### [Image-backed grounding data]
★ ★ ★
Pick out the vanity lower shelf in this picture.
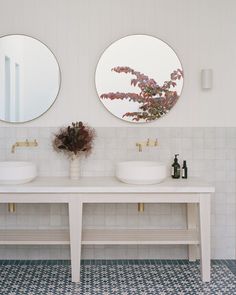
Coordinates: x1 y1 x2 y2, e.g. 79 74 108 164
0 229 199 245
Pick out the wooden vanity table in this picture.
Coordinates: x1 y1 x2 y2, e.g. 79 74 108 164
0 177 214 282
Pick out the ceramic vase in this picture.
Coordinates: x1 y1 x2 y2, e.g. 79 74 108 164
70 156 80 180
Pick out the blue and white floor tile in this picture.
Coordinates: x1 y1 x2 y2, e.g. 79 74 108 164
0 260 235 295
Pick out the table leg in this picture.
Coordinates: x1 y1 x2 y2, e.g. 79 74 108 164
199 194 211 282
187 203 197 261
69 199 83 282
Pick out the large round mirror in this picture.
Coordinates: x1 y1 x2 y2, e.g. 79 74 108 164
95 35 184 123
0 35 60 123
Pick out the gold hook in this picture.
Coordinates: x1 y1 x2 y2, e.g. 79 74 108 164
136 143 142 152
138 203 144 212
8 203 16 213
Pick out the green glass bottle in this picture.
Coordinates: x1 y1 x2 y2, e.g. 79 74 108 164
171 154 180 179
182 160 188 179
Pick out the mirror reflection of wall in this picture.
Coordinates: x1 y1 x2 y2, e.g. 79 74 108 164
0 35 61 123
95 35 184 123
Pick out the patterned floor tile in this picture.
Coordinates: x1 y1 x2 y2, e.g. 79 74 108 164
0 260 235 295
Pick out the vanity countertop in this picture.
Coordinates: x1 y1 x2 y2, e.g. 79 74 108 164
0 177 215 194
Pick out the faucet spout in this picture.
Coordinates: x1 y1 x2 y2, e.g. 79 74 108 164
136 143 142 152
11 143 17 153
11 139 38 153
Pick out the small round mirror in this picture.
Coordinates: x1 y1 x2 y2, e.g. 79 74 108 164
95 35 184 123
0 35 61 123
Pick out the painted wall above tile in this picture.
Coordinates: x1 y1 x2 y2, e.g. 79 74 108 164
0 0 235 127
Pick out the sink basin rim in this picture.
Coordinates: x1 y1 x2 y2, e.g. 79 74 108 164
0 161 35 168
116 160 167 185
117 160 166 167
0 161 37 184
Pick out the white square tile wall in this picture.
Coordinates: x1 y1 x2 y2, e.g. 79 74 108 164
0 127 235 259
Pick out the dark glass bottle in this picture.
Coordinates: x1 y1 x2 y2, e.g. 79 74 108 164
182 160 188 179
171 154 180 179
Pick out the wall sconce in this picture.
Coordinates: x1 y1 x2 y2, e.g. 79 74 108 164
201 69 213 89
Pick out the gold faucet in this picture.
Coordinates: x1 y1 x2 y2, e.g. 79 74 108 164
136 138 159 212
8 139 38 213
9 139 38 213
136 138 158 152
11 139 38 153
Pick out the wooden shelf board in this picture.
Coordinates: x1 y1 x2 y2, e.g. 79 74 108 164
0 229 70 245
82 229 199 245
0 229 199 245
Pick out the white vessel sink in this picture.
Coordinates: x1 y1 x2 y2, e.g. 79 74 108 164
0 161 37 184
116 161 167 185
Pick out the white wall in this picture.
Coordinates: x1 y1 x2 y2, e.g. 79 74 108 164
0 0 235 127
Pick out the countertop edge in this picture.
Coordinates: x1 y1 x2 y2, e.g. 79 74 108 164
0 176 215 194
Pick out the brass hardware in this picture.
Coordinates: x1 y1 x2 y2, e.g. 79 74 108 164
136 143 142 152
136 139 158 152
135 138 159 209
8 203 16 213
138 203 144 212
11 139 38 153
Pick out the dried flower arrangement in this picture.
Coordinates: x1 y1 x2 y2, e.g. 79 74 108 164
100 66 183 122
53 121 96 159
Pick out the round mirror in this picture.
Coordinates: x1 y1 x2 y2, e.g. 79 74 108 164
95 35 184 123
0 35 60 123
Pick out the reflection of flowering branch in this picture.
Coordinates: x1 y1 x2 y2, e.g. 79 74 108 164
100 66 183 121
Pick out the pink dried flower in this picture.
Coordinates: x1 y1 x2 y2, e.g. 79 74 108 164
53 121 96 158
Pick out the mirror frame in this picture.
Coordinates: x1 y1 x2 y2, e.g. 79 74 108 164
0 34 61 124
95 34 184 123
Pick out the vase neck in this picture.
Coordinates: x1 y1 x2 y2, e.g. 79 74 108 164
71 155 79 161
★ ★ ★
### [Your goal]
Copy the entries exactly. Leave out the images.

### [Written reply]
Pick out the vanity lower shelf in this picture.
Coordinates: x1 y1 x2 y2, e.g. 79 74 108 164
0 229 199 245
Pick out the wooden vanity table in this picture.
Coordinates: x1 y1 x2 y2, e.g. 79 74 108 164
0 177 214 282
Pick out the ceramic vase in this picture.
Coordinates: x1 y1 x2 y2, e.g. 79 74 108 164
70 156 80 180
Pick out the blue and white floor tile in this picture.
Coordinates: x1 y1 x2 y2, e.g. 79 74 108 164
0 260 235 295
Pick out the table leg in this picture.
Coordinates: x1 y1 x2 y2, e.g. 79 74 108 164
199 194 211 282
187 203 197 261
69 199 83 282
Pick out the large round mirror in this picture.
Coordinates: x1 y1 x2 y2, e.g. 79 74 108 164
95 35 184 123
0 35 60 123
Pick out the gold hook in this picture.
Coordinates: x1 y1 x2 y2, e.g. 79 74 108 164
136 143 142 152
138 203 144 212
8 203 16 213
Pick out the green glass bottle in this picture.
Coordinates: x1 y1 x2 y2, e.g. 79 74 108 164
171 154 180 179
182 160 188 179
Pick out the mirror reflection of wall in this picture.
Coordinates: x1 y1 x2 y2, e.g. 79 74 108 164
0 35 61 123
95 35 184 123
Pick out the patterned floor tile in this picture.
Coordinates: x1 y1 x2 y2, e.g. 79 74 108 164
0 260 235 295
Pick out the vanity countertop in this picture.
Coordinates: x1 y1 x2 y2, e.g. 79 74 108 164
0 177 215 194
Pick out the faucet spout in this picture.
Coordinates: x1 y1 x2 y2, e.g. 79 74 108 164
136 143 142 152
11 143 17 153
11 139 38 153
Pick out the small round mirror in this picture.
Coordinates: x1 y1 x2 y2, e.g. 79 74 108 164
95 35 184 123
0 35 61 123
Pick out the painted wall above tile in this picture.
Coordinates: x1 y1 x2 y2, e.g. 79 74 108 164
0 0 235 127
Pick out the sink basin rim in this picture.
Coordinates: x1 y1 x2 y2, e.g. 79 74 108 164
0 161 35 168
116 160 167 185
117 160 166 167
0 161 37 184
Pick out the white square tile wall in this picture.
Coordinates: x1 y1 x2 y2, e.g. 79 74 108 164
0 127 235 259
Pick out the dark glass bottle in this picture.
Coordinates: x1 y1 x2 y2, e.g. 79 74 108 164
182 160 188 179
171 154 180 179
Pick out the wall sconce in this picture.
Coordinates: x1 y1 x2 y2, e.g. 79 74 108 164
201 69 213 89
Pick out the gold faucet in this picture.
Coordinates: x1 y1 x2 y2, e.g. 79 74 108 164
136 138 159 212
8 139 38 213
9 139 38 213
136 138 158 152
11 139 38 153
Pick out the wooden shelf board in this picture.
Coordinates: x1 y1 x2 y2, e.g. 79 74 108 164
0 229 70 245
82 229 199 245
0 229 199 245
Pick out the white vessel sink in this picture.
Coordinates: x1 y1 x2 y2, e.g. 79 74 108 164
0 161 37 184
116 161 167 185
Pick out the white wall in this picture.
Coordinates: x1 y1 x2 y2, e.g. 79 74 108 164
0 0 235 127
Pick out the countertop edge in this picture.
Coordinates: x1 y1 x2 y2, e.g. 79 74 108 164
0 176 215 194
Pick out the brass hardware in this picture.
Coordinates: x1 y1 x2 y2, e.g. 79 74 108 164
136 143 142 152
136 139 158 152
135 138 159 209
8 203 16 213
138 203 144 212
11 139 38 153
Pick out the dried flower arrangement in this picture.
Coordinates: x1 y1 x2 y2, e.g. 79 74 108 164
100 66 183 122
53 121 96 159
Pick out the round mirror in this picture.
Coordinates: x1 y1 x2 y2, e.g. 79 74 108 164
95 35 184 123
0 35 60 123
Pick out the reflection of flowering branch in this picture.
Coordinates: x1 y1 x2 y2, e.g. 79 74 108 164
100 66 183 121
Pick out the pink dried flower in this picture.
Coordinates: x1 y1 x2 y2, e.g. 79 74 108 164
53 121 96 158
Pick out the mirror frame in this picture.
Coordinates: x1 y1 x2 y2, e.g. 79 74 108 164
0 34 61 124
95 34 184 123
Pick out the vase neck in this picture.
Coordinates: x1 y1 x2 y2, e.g. 79 74 108 164
71 155 79 161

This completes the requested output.